-- Begin Text section --

I know it to be a cliché but I love this little person more than I can put into words. I spend hours on end just staring at him, reminding myself that I did this! I created this little person, his ears, nose, mouth, fingers, toes, and lips – even his miniature plumber butt. This realization is enough to bring a person to their knees. And I’m an entirely different person from the one I was a week ago.

(Mama needs a lesson or two in how to put a diaper on. Oops! Probably the smallest plumber butt ever.)

I’ll write more in time. I want to compile my birthing story (in a certain fashion) and really capture the time I spent with Emory in recovery (which was a very trying time for me/us both physically and emotionally). In the meantime, I’ll just write about how much I love him and how amazing it is to be a mother. Oh, and there’s Myrtle Man, aka Murray to reckon with as well. (Tuesdays with Murray are not over – not at all – but they might be on hold or half-assed until things settle down a bit.)


  1. COngratulations michele and Toby Jo,

    I think every feeling you have is normal especially the dusk ones. It’s miraculous how much we love our children, and it is undescribable.

    I know when I first had Lucie I cried at the thought of having to protect her. How could I keep her safe, especially from school bullies, and unfair teachers , and getting dumped etc… I figured I could do the physical.

    Anyway now she is 7 and I see she can do it herself so I am becoming less scared.

    That little man of yours is so lucky to have parents who will teach him to look after himself and love him every second that they are alive. Really that’s all it is about.

-- End Text section --

Please answer these from the new-baby post:
(a) What name is given for the baby who was in recovery?
(b) What other name does Myrtle Man go by?
(c) How old is Lucie now?
The material after this point is separate from the new-baby post.

-- Begin Excerpted records --

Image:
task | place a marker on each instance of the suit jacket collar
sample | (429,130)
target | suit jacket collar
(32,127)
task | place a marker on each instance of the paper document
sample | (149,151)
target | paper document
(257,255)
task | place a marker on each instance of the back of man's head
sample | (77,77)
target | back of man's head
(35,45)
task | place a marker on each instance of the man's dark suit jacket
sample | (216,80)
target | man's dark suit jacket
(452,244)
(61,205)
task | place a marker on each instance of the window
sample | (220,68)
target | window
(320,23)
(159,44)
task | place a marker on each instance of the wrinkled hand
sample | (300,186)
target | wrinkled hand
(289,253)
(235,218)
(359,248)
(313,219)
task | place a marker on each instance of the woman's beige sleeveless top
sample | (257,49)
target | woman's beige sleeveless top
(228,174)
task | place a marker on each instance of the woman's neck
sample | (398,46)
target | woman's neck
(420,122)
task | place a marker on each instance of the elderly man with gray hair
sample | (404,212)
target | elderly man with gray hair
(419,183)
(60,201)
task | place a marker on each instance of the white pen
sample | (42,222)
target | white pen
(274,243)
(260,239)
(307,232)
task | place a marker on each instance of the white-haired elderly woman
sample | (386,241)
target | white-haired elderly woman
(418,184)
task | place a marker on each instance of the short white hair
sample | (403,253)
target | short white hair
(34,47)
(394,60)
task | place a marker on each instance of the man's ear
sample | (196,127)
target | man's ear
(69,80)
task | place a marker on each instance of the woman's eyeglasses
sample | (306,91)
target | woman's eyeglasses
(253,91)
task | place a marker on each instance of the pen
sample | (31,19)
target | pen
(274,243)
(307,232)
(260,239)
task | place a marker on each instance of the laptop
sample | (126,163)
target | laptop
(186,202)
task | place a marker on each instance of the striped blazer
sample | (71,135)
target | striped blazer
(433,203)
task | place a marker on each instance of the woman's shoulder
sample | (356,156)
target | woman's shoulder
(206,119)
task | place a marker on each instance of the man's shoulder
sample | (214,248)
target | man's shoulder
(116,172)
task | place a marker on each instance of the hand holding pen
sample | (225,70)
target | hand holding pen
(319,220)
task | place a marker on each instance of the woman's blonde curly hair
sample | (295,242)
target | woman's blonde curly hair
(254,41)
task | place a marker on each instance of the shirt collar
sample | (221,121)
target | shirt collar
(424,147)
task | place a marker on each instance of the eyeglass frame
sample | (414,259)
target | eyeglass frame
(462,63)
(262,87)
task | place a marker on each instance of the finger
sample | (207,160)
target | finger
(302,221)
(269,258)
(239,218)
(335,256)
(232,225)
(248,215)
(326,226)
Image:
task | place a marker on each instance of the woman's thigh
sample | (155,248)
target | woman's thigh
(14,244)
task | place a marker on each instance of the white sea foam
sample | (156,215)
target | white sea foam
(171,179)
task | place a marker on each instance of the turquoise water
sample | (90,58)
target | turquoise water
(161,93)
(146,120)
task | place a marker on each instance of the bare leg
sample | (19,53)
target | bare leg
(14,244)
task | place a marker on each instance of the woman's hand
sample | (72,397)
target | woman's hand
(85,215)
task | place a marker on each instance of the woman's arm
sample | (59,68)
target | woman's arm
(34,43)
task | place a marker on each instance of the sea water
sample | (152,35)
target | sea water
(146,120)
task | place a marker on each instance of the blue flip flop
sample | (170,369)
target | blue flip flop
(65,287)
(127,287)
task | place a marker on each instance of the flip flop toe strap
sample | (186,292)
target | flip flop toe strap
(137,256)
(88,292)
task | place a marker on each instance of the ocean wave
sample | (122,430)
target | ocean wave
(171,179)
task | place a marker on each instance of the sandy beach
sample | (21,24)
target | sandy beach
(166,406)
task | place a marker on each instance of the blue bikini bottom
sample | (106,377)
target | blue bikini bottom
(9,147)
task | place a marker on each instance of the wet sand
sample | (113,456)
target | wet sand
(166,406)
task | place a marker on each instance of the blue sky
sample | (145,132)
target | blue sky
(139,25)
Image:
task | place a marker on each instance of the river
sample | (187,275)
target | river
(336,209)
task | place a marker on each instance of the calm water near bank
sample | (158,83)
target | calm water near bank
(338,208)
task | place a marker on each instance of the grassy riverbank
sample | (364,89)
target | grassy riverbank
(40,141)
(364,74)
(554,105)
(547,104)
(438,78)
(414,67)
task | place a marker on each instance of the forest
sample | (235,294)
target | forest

-- End Excerpted records --

**Response**:
(a) Emory
(b) Murray
(c) 7